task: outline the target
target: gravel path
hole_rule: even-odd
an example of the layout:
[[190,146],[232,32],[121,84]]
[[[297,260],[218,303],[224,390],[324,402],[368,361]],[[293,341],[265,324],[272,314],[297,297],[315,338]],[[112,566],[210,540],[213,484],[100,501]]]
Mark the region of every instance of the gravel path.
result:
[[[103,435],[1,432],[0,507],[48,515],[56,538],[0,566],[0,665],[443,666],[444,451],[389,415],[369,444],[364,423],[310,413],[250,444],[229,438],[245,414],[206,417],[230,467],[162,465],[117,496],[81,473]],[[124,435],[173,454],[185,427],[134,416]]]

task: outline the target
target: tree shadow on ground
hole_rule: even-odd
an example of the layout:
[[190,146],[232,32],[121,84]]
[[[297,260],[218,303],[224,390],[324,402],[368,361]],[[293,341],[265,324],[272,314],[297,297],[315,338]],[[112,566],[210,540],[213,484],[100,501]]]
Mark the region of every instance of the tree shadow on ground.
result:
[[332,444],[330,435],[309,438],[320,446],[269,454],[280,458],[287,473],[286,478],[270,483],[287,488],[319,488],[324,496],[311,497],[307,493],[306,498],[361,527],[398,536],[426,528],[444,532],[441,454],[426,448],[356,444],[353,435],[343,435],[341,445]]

════

__GOAL__: List each line of the data above that contains the word "shadow".

__RESULT OF THIS TASK__:
target: tree shadow on ground
Mark the region of every instance of the tree shadow on ground.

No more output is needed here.